*** Opening Material provided ***
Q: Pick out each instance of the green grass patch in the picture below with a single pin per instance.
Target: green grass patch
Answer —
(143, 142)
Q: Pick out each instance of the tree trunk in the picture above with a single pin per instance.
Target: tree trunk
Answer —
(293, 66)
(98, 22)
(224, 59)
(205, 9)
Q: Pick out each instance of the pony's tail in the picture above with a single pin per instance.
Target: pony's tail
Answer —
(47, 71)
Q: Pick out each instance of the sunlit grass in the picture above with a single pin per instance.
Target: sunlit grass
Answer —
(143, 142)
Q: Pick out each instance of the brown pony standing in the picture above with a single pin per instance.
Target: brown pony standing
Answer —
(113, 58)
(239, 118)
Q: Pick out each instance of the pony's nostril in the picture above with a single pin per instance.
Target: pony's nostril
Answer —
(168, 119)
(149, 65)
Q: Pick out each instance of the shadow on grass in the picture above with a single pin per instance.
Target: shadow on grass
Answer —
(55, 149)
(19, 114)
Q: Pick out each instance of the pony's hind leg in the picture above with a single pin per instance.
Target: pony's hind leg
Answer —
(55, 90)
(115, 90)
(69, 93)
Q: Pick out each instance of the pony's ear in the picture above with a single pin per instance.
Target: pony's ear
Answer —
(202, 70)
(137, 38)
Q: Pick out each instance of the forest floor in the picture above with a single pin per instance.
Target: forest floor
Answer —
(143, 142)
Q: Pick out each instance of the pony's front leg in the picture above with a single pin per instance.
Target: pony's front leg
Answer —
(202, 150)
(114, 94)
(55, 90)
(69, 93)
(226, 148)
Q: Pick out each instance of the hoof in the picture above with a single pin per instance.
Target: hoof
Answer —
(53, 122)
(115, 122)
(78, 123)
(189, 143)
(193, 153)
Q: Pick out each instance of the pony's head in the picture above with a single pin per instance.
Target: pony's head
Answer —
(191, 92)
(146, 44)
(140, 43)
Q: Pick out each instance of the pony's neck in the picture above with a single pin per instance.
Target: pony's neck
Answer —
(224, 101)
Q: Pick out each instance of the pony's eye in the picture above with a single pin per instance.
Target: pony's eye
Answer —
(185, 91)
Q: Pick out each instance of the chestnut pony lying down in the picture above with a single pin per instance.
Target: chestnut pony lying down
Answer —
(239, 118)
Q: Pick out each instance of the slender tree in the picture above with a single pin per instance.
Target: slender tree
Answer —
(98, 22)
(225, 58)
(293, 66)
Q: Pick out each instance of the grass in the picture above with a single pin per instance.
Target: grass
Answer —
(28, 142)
*** Closing Material provided ***
*** Opening Material provided ***
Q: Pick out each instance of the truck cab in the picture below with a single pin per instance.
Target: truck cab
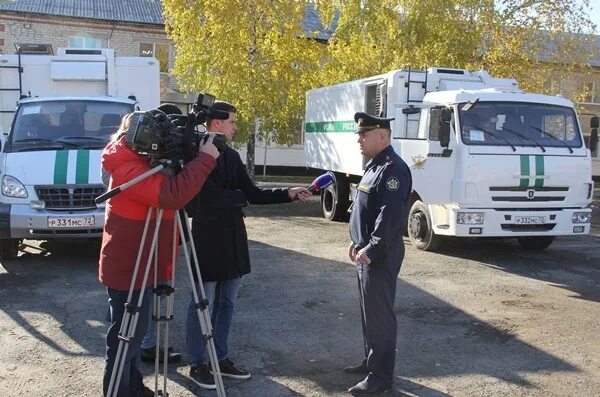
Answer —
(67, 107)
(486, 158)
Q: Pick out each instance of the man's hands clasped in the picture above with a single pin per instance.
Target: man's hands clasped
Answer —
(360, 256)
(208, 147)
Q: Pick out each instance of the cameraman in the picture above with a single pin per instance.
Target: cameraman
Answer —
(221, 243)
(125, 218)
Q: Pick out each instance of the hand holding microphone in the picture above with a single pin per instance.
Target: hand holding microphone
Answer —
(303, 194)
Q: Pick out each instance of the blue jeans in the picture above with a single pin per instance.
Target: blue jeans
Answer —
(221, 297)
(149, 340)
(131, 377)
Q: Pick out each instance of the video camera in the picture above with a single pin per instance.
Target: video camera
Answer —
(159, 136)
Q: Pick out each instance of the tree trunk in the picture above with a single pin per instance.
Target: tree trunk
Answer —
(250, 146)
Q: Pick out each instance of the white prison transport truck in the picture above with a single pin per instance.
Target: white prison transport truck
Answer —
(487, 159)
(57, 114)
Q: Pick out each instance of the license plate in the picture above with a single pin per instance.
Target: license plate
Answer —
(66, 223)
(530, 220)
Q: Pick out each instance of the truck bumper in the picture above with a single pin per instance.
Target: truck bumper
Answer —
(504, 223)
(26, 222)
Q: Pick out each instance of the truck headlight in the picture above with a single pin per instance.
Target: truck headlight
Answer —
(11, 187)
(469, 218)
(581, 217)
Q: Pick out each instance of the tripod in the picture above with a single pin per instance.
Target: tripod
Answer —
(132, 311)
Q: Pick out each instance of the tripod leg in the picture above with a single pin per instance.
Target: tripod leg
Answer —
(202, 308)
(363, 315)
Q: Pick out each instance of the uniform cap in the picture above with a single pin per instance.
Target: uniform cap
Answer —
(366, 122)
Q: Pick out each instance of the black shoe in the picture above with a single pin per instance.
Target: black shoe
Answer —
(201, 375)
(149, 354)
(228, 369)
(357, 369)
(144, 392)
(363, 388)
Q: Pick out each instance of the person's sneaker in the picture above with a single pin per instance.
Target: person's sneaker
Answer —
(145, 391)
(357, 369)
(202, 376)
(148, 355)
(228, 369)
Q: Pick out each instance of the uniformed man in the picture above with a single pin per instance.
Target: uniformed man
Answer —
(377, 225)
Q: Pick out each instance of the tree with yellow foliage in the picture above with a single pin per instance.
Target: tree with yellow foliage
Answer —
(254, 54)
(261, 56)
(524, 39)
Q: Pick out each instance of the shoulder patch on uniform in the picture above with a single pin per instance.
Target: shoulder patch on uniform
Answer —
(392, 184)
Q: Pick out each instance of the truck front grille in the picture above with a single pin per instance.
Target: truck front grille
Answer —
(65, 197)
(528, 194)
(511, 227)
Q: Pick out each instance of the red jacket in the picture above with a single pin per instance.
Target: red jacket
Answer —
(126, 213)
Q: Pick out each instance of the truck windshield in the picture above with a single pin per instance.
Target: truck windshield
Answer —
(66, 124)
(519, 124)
*** Closing Material provided ***
Instructions to follow:
If a line of the data above contains "sunlit", copy it out.

Answer section:
Q: Pick out each instance of the sunlit grass in the picture above with a single pin per instance.
Target: sunlit grass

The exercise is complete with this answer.